WHAT YOU SHOULD DO ▸ Reproduce the data below line for line, changing nothing.

[ITEMS start]

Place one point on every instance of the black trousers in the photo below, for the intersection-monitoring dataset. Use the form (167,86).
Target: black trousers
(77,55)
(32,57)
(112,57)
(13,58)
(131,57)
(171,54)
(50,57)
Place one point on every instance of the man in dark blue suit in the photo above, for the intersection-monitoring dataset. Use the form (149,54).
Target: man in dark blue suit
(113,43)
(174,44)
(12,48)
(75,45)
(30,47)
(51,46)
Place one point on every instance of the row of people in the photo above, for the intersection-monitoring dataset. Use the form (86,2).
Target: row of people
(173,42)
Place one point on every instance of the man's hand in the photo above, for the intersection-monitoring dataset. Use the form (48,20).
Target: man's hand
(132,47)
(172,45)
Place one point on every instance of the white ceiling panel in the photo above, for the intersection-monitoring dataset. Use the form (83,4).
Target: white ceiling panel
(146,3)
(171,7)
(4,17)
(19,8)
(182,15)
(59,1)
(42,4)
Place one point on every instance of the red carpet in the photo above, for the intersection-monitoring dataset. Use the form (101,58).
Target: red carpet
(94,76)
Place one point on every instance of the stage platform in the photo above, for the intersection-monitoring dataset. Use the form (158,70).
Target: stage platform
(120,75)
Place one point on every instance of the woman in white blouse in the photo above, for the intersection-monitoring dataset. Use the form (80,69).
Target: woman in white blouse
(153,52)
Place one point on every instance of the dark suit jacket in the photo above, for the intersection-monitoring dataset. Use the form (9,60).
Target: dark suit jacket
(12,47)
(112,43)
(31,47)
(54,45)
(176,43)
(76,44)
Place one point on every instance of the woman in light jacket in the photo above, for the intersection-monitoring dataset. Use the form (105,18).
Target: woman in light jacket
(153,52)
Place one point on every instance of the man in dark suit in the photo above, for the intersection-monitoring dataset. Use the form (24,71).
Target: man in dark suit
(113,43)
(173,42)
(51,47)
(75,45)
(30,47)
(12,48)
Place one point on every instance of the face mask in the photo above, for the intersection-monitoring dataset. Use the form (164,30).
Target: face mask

[ITEMS end]

ANSWER TO THIS PROBLEM ▸
Place one point on every instance of the black trousers in the photo below, for the intersection-monitoring dataset. Use the form (167,86).
Target: black trousers
(77,55)
(32,57)
(112,57)
(13,58)
(131,57)
(171,54)
(50,57)
Place one point on every instance of the man in dark blue suit in the photo above, for the intersection-monitoring dataset. Use the form (149,54).
Target: man in dark blue suit
(113,43)
(174,44)
(12,48)
(75,45)
(30,47)
(51,46)
Place one point on every instance of the row of people in the photo above, for the intersection-monitoring dataset. Use the form (86,2).
Target: row of people
(173,42)
Place one point on every instance of the man's hand in the photo above, for the intersection-monitoring dataset. Use the form (48,20).
Target: man's hand
(132,47)
(172,45)
Place one point on every instance of the white ceiling panel in the photo above, for the intersection-monitoring dataset. Use the form (83,4).
Target: white ceiling panel
(146,3)
(171,7)
(4,17)
(19,8)
(182,15)
(59,1)
(42,4)
Place one point on every instance of the red carpet in the photo above, for the intersection-monitoring dataset. Use the form (101,58).
Target: red carpet
(94,76)
Place one point on every instance of the stage platform in the photo above, for the intersection-monitoring dataset. Use the form (158,70).
Target: stage platform
(120,75)
Place one point on every instance of the woman in white blouse in the photo above, for the intersection-monitoring dataset. Use the form (80,69).
Target: woman in white blouse
(153,52)
Place one point on every instance of the dark suit jacket in the photo above, for the intersection-monitoring dataset. Use the form (9,60).
Target: dark suit jacket
(12,47)
(112,43)
(31,47)
(54,45)
(176,43)
(76,44)
Place one point on every instance of the woman in light jacket in the photo above, for the intersection-monitoring dataset. Use the form (105,18).
Target: woman in light jacket
(153,52)
Place one point on every instance of the man in dark suit in the photo above, for the intersection-monitoring dataset. Use the form (24,71).
Target: man in dark suit
(113,43)
(173,42)
(51,47)
(75,45)
(30,47)
(12,48)
Place one point on every instance of the face mask in the photo above, for the intersection-monitoring dataset. Use the form (164,30).
Target: face mask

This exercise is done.